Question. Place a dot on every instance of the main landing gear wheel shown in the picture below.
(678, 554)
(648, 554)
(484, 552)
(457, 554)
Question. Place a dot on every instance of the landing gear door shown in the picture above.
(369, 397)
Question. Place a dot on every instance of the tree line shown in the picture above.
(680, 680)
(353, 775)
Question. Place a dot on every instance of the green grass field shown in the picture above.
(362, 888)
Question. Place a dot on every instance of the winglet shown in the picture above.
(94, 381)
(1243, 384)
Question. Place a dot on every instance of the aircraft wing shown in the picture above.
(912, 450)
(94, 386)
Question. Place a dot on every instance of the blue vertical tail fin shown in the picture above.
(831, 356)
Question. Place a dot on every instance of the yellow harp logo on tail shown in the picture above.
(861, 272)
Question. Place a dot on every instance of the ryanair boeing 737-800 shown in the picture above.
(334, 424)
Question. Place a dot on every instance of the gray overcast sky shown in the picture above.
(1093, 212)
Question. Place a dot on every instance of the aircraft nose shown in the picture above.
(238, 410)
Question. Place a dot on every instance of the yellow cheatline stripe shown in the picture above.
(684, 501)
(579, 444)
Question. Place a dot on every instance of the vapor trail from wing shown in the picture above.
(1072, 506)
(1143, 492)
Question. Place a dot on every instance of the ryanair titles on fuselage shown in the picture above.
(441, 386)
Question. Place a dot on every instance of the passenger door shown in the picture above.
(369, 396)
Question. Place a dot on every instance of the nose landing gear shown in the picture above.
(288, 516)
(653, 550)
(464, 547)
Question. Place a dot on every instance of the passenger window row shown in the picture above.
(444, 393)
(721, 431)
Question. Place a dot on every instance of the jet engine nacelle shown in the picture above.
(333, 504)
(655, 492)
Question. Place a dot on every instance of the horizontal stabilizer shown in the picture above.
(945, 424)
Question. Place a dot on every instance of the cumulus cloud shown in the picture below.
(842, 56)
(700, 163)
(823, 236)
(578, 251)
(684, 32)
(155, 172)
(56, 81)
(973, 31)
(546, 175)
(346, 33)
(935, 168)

++++++++++++++++++++

- Short problem:
Rewrite the records above as a JSON list of strings, with one string for each line and any blank lines left out.

- Response to the exercise:
[
  "Question. Place a dot on every instance of the main landing gear wheel shown in the picture below.",
  "(678, 554)",
  "(648, 554)",
  "(484, 552)",
  "(457, 554)",
  "Question. Place a dot on every instance of the landing gear door shown in the picture above.",
  "(369, 397)",
  "Question. Place a dot on every instance of the tree line shown in the picture above.",
  "(680, 680)",
  "(353, 775)",
  "Question. Place a dot on every instance of the green grass field shown in the picture above.",
  "(362, 888)",
  "Question. Place a dot on every instance of the winglet shown in the picture above.",
  "(94, 381)",
  "(1243, 384)",
  "Question. Place a dot on every instance of the aircraft wing shown in the picture above.",
  "(912, 450)",
  "(94, 386)",
  "Question. Place a dot on every instance of the blue vertical tail fin shown in the picture above.",
  "(831, 356)",
  "Question. Place a dot on every instance of the yellow harp logo on tail shown in the picture above.",
  "(861, 272)",
  "Question. Place a dot on every instance of the ryanair boeing 737-800 shown in the picture above.",
  "(334, 424)",
  "Question. Place a dot on every instance of the gray overcast sky shown in the picture above.",
  "(1093, 212)",
  "Question. Place a dot on every instance of the aircraft nose shown in the picture above.",
  "(238, 410)",
  "Question. Place a dot on every instance of the yellow cheatline stripe shown in the picture above.",
  "(684, 501)",
  "(579, 444)",
  "Question. Place a dot on every instance of the vapor trail from wing shown in the picture above.",
  "(1072, 506)",
  "(1143, 492)",
  "Question. Place a dot on every instance of the ryanair titles on fuselage shown in the picture above.",
  "(441, 386)",
  "Question. Place a dot on every instance of the passenger door shown in the picture above.",
  "(369, 396)",
  "Question. Place a dot on every instance of the nose landing gear shown in the picture above.",
  "(288, 516)",
  "(653, 550)",
  "(464, 547)",
  "Question. Place a dot on every instance of the passenger window row shown in the picture above.",
  "(444, 393)",
  "(721, 431)",
  "Question. Place a dot on every instance of the jet engine nacelle shown in the picture above.",
  "(333, 504)",
  "(655, 492)",
  "Question. Place a dot on every instance of the horizontal stabilizer shown in the picture above.",
  "(945, 424)",
  "Question. Place a dot on every instance of the cumulus cloud shown in the picture below.",
  "(842, 56)",
  "(700, 163)",
  "(823, 236)",
  "(578, 251)",
  "(684, 32)",
  "(155, 172)",
  "(56, 81)",
  "(973, 31)",
  "(546, 175)",
  "(346, 33)",
  "(935, 168)"
]